§ **LIST OF TASKS**:
**A)** Reproduce the passage about Hoyt word for word, starting at "This dude accounted" and ending at "in the 1980s.".
**B)** Write the next part of the passage about Hoyt, beginning after its final sentence.

§ **READING PASSAGE**:
-*-

This dude accounted for a full quarter of a 99-win team's total.

An arbitrator subsequently overturned all of that, and criticized the Padres for ignoring Hoyt's personal and medical issues, citing a psychologist's report that called him a "medication misuser" as opposed to a "substance abuser." Would it have made a difference for Hoyt to be the latter—a player destroying his life trying to get high rather than a player destroying his life trying to get relief from physical or emotional pain? In practical terms, the answer is no, but labeling someone a "misuser" might convince more judgmental actors to forego their moral opprobrium and let the abuser get the treatment he needs. That both rationales for using lead to the same place was missed in the 1980s.

Joan Kroc missed it most of all. "We may be forced to pay him," she said, "but we will not be forced to play him." Hoyt was released again. An attempted comeback with the White Sox was short lived: a medical examination revealed his shredded shoulder. And so Hoyt hung 'em up, and just in time: on December 5, 1987 police entered his apartment and found plastic bags containing marijuana and two grams of cocaine. He was charged with possession with intent to distribute. The AP reported Hoyt's comment: "Oh no, not again."

-*-

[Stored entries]
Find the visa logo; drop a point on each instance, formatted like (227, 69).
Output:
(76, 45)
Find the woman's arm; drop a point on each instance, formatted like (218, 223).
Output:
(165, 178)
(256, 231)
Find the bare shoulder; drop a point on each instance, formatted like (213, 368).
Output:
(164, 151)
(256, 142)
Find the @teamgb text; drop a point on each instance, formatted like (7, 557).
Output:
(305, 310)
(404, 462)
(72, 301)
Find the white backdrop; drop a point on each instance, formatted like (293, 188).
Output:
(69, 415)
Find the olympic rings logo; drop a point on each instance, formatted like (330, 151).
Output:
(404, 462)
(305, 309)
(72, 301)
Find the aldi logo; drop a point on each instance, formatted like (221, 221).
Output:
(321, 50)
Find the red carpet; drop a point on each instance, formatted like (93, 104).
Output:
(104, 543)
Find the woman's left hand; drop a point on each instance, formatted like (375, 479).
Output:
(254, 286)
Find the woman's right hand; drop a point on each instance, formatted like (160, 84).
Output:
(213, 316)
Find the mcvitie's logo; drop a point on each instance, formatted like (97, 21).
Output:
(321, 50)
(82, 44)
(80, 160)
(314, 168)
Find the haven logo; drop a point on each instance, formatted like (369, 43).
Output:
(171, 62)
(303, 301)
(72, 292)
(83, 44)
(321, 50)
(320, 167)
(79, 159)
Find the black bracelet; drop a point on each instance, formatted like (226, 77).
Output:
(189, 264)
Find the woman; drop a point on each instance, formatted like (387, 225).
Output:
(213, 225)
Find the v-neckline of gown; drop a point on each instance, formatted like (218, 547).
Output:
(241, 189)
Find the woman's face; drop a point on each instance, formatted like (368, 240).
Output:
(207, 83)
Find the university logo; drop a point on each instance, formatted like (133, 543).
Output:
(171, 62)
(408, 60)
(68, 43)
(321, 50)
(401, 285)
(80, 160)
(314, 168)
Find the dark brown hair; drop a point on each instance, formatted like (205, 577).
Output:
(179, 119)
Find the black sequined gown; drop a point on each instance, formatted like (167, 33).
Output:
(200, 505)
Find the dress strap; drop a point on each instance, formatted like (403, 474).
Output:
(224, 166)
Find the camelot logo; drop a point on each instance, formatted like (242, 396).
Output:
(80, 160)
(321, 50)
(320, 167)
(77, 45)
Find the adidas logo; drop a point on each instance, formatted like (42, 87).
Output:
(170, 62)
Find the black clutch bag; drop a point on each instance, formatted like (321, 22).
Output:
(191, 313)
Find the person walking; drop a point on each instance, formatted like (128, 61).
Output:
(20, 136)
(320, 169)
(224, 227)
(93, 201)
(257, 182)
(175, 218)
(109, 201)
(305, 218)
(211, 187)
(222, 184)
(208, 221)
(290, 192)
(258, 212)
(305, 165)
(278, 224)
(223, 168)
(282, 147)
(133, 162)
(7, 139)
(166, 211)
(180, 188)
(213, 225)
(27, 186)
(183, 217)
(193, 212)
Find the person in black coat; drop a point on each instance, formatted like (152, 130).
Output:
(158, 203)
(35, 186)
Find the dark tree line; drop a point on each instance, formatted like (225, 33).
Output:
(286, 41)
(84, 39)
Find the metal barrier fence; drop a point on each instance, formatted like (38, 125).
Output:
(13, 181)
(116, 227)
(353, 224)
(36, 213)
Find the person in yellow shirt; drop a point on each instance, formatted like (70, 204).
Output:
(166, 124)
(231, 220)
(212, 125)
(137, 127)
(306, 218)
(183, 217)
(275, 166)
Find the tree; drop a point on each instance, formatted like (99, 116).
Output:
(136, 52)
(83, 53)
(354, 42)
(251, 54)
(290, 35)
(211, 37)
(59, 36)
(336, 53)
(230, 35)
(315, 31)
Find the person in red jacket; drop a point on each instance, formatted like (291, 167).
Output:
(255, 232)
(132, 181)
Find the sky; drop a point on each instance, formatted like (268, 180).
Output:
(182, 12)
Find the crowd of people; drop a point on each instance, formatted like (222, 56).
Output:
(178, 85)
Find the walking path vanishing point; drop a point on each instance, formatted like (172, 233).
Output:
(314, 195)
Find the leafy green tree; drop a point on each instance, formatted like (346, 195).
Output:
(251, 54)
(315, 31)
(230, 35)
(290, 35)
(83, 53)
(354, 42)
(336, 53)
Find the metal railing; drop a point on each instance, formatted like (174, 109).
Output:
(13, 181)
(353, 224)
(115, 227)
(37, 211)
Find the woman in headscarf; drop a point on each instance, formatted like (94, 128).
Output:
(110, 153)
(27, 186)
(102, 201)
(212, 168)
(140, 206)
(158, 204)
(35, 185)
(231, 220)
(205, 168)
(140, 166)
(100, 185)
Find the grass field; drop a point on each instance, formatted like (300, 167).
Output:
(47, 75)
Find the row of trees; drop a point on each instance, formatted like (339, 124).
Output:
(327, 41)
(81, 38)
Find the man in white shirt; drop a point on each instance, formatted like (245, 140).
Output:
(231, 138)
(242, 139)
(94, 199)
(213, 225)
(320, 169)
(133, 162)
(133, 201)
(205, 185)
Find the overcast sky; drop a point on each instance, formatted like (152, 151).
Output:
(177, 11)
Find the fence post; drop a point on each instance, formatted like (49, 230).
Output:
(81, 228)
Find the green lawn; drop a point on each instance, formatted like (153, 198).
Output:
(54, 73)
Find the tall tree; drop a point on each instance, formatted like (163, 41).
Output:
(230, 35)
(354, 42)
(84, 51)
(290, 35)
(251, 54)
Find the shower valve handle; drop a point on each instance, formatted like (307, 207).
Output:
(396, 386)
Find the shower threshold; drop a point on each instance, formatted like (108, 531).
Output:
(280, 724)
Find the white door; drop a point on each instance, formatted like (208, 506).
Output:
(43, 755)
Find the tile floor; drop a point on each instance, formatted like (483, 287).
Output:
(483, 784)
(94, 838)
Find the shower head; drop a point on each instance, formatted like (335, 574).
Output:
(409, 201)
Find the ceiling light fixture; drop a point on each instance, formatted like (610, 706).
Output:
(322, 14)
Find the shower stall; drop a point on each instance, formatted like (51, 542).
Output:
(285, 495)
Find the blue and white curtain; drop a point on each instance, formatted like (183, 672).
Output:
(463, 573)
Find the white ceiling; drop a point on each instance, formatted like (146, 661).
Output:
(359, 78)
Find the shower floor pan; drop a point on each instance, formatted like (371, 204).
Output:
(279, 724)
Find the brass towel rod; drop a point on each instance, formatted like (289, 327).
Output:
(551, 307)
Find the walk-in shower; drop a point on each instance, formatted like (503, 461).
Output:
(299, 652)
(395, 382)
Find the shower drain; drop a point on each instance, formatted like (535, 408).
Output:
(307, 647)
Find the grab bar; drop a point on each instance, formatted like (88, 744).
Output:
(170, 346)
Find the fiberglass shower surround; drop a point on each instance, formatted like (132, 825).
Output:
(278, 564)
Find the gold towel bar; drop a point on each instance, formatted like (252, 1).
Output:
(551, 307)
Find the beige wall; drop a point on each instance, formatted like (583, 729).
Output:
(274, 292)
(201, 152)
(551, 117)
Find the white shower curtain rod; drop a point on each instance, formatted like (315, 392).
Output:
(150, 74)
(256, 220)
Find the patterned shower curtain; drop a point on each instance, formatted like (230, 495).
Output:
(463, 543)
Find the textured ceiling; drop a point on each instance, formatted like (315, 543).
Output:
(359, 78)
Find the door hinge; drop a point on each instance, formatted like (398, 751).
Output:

-*-

§ **TASK ANSWERS**:
**A)**
This dude accounted for a full quarter of a 99-win team's total.

An arbitrator subsequently overturned all of that, and criticized the Padres for ignoring Hoyt's personal and medical issues, citing a psychologist's report that called him a "medication misuser" as opposed to a "substance abuser." Would it have made a difference for Hoyt to be the latter—a player destroying his life trying to get high rather than a player destroying his life trying to get relief from physical or emotional pain? In practical terms, the answer is no, but labeling someone a "misuser" might convince more judgmental actors to forego their moral opprobrium and let the abuser get the treatment he needs. That both rationales for using lead to the same place was missed in the 1980s.

**B)**
Prosecutors said he had tested positive for cocaine, and Hoyt was ordered to serve a year in federal prison for violating his probation. He subsequently pled guilty to the new charges; the additional two and a half years of jail time was suspended to seven months, served concurrently with his previous sentence.

Aside from a 1991 drunk-driving arrest, Hoyt has stayed out of the news since then. He got off more lightly than teammates Show and Wiggins, but he was a victim nonetheless, vilified and exiled for what today we understand to be a treatable illness, not a personal failing.

"I used to think the worst thing that could happen to you in America was to get fired from your job," Donald Fehr, then executive director of the Players Association, said at the time of Hoyt's suspension. "Now they've fired this guy and said he can't even work any place else."

Drug abuse of the non-PED variety doesn't come up much in today's game, but if it did, most players found to be using would not initially face punishment. The Joint Drug Agreement between Major League Baseball and the Players Association mandates treatment for a first offense, presuming the user wasn't revealed via a conviction—in which case the player can be immediately suspended. Because Hoyt pled guilty to importing Quaaludes, a federal Schedule I drug, a case like his would still proceed directly to penalties (Valium, the other drug Hoyt was caught carrying, is a legal drug he obtained by illegal means).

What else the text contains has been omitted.